▶ _Given exercise A_
According to the libweston excerpt, in which Weston release was libweston first introduced?
▶ _Given exercise B_
Extend the passage on libweston's API stability, picking up after its final sentence.

Libweston was first introduced in Weston 1.12, and is expected to
continue evolving through many Weston releases before it achieves a
stable API and feature completeness.
Libweston's primary purpose is exporting an API for creating Wayland
compositors. Libweston's secondary purpose is to export the weston_config API
so that third party plugins and helper programs can read `weston.ini` if they
want to. However, these two scopes are orthogonal and independent. At no point
will the compositor functionality use or depend on the weston_config
functionality.
API/ABI (in)stability and parallel installability
-------------------------------------------------
As libweston's API surface is huge, it is impossible to get it right
in one go. Therefore developers reserve the right to break the API/ABI and bump
the major version to signify that. For git snapshots of the master branch, the
API/ABI can break any time without warning.
Libweston major can be bumped only once during a development cycle. This should
happen on the first patch that breaks the API or ABI. Further breaks before the
next Weston major.0.0 release do not cause a bump. This means that libweston
API and ABI are allowed to break also after an alpha release, up to the final
release. However, breaks after alpha should be judged by the usual practices
for allowing minor features, fixes only, or critical fixes only.

▶ _Information provided_
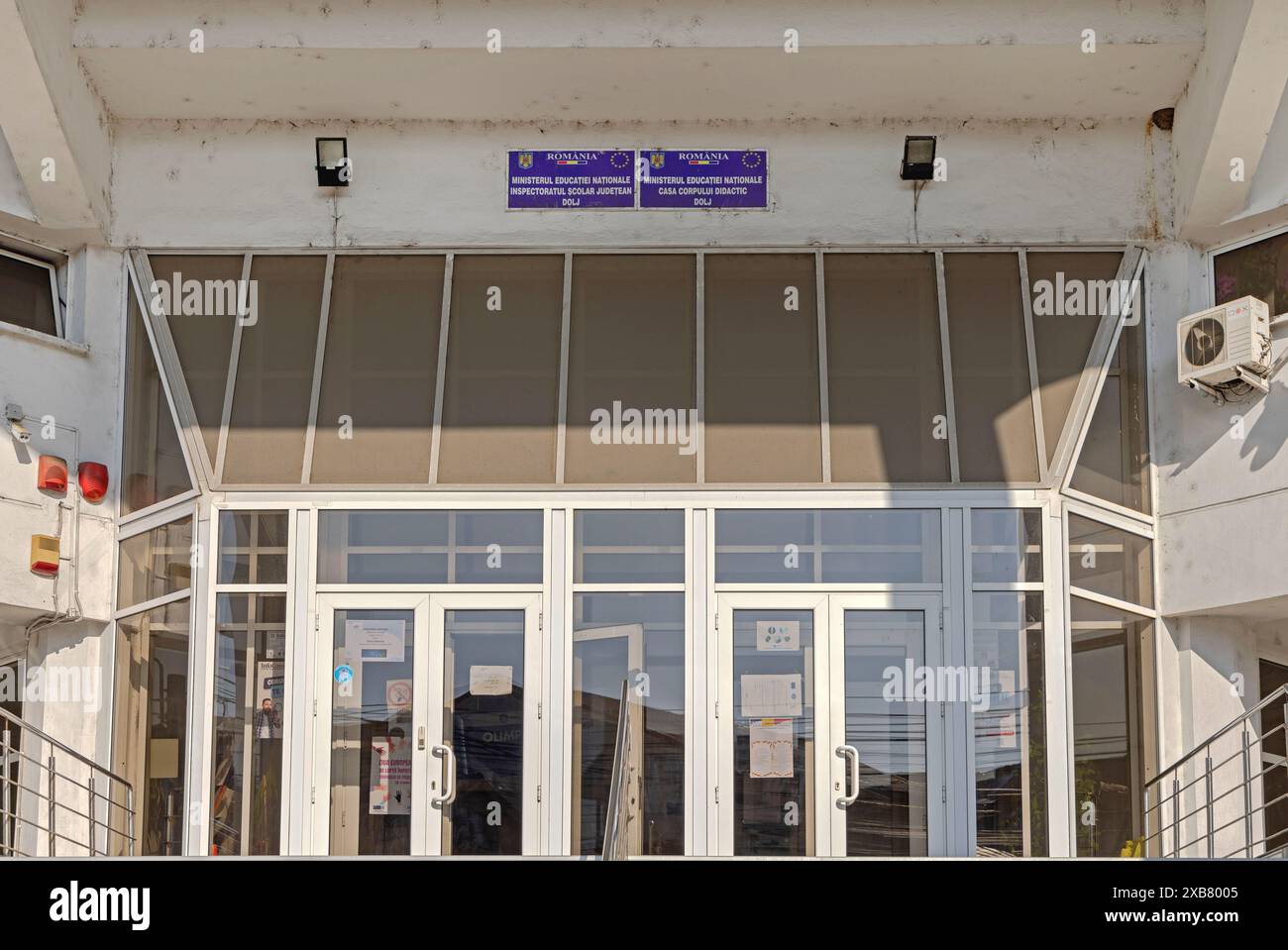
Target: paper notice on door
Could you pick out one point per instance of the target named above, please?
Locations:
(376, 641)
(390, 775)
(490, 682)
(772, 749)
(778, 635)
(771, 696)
---
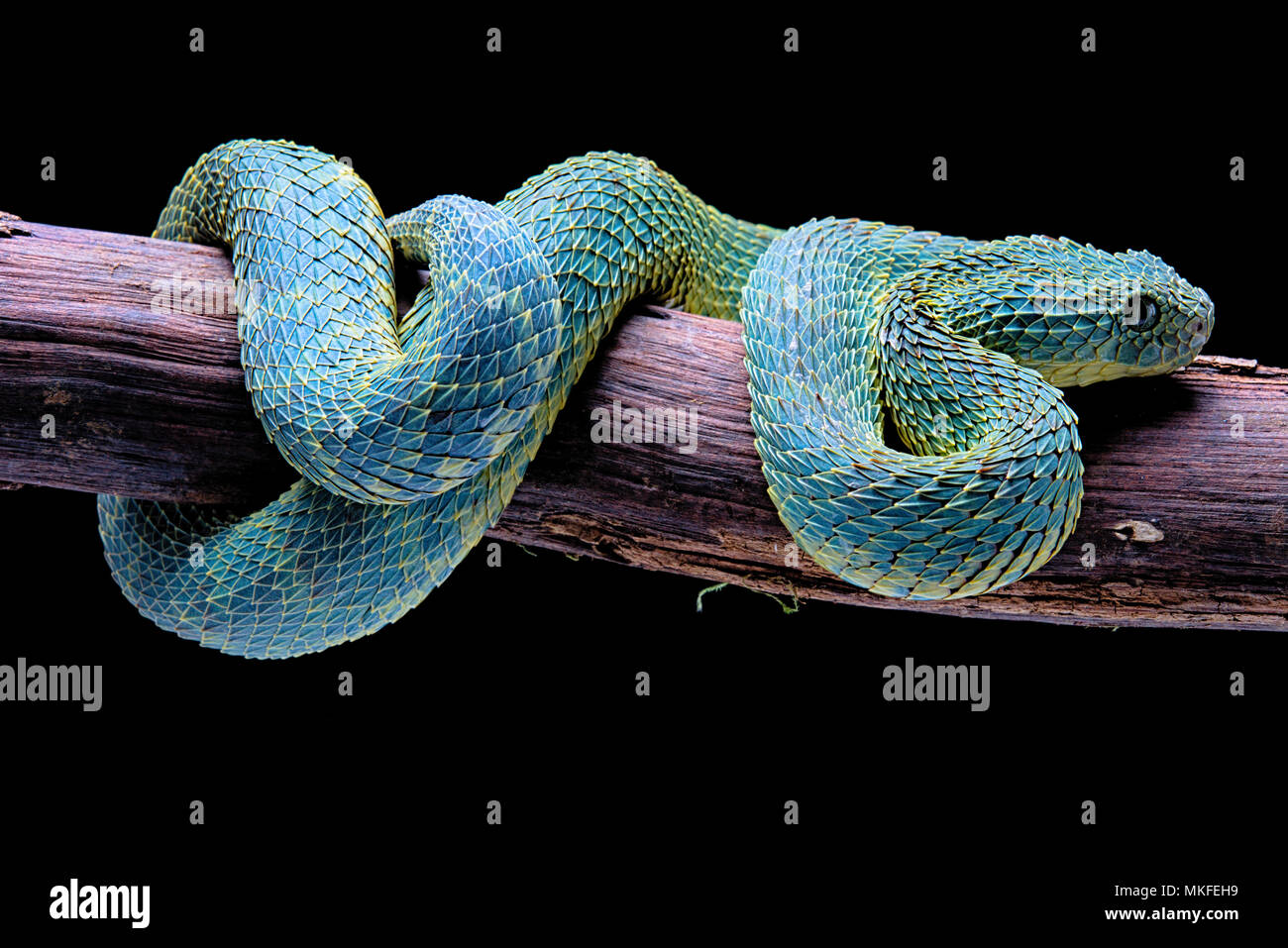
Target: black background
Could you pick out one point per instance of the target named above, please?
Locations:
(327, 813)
* * *
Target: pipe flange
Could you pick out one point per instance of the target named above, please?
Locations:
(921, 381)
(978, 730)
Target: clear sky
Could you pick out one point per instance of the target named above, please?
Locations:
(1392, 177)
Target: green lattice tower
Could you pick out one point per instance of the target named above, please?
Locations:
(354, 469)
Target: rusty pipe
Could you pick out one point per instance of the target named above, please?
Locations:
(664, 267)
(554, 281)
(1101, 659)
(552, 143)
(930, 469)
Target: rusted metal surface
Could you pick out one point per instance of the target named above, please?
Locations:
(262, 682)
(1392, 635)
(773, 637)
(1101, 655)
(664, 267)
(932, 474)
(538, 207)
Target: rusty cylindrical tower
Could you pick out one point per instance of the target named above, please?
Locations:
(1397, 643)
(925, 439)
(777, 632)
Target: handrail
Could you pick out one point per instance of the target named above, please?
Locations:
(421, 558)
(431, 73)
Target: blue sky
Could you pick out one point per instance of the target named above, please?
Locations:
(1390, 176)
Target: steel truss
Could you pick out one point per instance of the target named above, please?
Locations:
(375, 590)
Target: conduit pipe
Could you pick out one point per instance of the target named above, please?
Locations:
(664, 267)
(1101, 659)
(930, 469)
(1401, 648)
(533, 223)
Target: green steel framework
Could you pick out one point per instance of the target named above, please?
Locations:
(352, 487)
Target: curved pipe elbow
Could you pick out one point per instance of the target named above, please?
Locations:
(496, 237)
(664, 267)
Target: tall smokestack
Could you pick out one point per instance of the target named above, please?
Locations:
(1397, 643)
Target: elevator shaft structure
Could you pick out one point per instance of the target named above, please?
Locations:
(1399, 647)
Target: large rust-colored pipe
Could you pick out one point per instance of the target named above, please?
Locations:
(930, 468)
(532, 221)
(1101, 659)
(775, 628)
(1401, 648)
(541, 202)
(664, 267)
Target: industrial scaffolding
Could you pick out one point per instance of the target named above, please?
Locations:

▶ _Result A_
Weston 1.12

▶ _Result B_
To make things tolerable for libweston users despite API/ABI breakages,
different libweston major versions are designed to be perfectly
parallel-installable. This way external projects can easily depend on a
particular API/ABI-version. Thus they do not have to fight over which
ABI-version is installed in a user's system. This allows a user to install many
different compositors each requiring a different libweston ABI-version without
tricks or conflicts.
Note, that versions of Weston itself will not be parallel-installable,
only libweston is.
For more information about parallel installability, see
http://ometer.com/parallel.html
Versioning scheme
-----------------
In order to provide consistent, easy to use versioning, libweston
follows the rules in the Apache Portable Runtime Project
http://apr.apache.org/versioning.html.
The document provides the full details, with the gist summed below:
- Major - backward incompatible changes.
- Minor - new backward compatible features.
- Patch - internal (implementation specific) fixes.
Weston and libweston have separate version numbers in meson.build. All
releases are made by the Weston version number. Libweston version number
matches the Weston version number in all releases except maybe pre-releases.
Pre-releases have the Weston micro version 91 or greater.
A pre-release is allowed to install a libweston version greater than the Weston
version in case libweston major was bumped. In that case, the libweston version
must be Weston major + 1.
Pkg-config files are named after libweston major, but carry the Weston version
number. This means that Weston pre-release 2.1.91 may install libweston-3.pc
for the future libweston 3.0.0, but the .pc file says the version is still
2.1.91. When a libweston user wants to depend on the fully stable API and ABI
of a libweston major, he should use (e.g. for major 3):
PKG_CHECK_MODULES(LIBWESTON, [libweston-3 >= 3.0.0])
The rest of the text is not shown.